# [The problem]
Will you transcribe the entries that follow, exactly and in full?

Stored data entries
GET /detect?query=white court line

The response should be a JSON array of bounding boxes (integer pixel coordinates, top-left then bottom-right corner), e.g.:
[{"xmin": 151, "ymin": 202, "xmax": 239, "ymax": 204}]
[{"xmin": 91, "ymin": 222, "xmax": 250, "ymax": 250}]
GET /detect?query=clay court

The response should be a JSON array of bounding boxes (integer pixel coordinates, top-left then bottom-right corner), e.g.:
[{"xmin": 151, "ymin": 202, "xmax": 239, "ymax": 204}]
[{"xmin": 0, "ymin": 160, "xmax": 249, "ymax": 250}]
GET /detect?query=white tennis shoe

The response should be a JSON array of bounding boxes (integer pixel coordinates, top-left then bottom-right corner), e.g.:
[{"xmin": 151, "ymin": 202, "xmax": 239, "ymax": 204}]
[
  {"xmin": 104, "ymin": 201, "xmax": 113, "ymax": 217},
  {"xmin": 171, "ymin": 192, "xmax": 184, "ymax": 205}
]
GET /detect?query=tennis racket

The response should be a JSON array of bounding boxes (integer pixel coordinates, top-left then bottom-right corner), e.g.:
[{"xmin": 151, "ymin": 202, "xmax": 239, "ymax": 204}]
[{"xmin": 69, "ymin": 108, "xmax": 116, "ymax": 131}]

# [Completed exercise]
GET /detect?query=white court line

The response should be a JSON array of bounding boxes (integer pixel coordinates, top-left then bottom-right corner), e.g.:
[{"xmin": 151, "ymin": 202, "xmax": 239, "ymax": 204}]
[{"xmin": 91, "ymin": 222, "xmax": 250, "ymax": 250}]
GET /detect?query=clay court

The response should be a JSON array of bounding boxes (integer pixel coordinates, top-left then bottom-right corner), e.g.:
[{"xmin": 151, "ymin": 202, "xmax": 239, "ymax": 204}]
[{"xmin": 0, "ymin": 160, "xmax": 249, "ymax": 250}]
GET /detect?query=white tennis shoe

The response should be a JSON array of bounding boxes (integer pixel coordinates, top-left then bottom-right corner), e.g.:
[{"xmin": 151, "ymin": 202, "xmax": 239, "ymax": 204}]
[
  {"xmin": 104, "ymin": 201, "xmax": 113, "ymax": 217},
  {"xmin": 171, "ymin": 192, "xmax": 184, "ymax": 205}
]
GET /detect?query=tennis racket

The response should be a JSON array of bounding boxes (integer pixel coordinates, top-left then bottom-right corner), e.g.:
[{"xmin": 151, "ymin": 202, "xmax": 239, "ymax": 204}]
[{"xmin": 69, "ymin": 108, "xmax": 116, "ymax": 131}]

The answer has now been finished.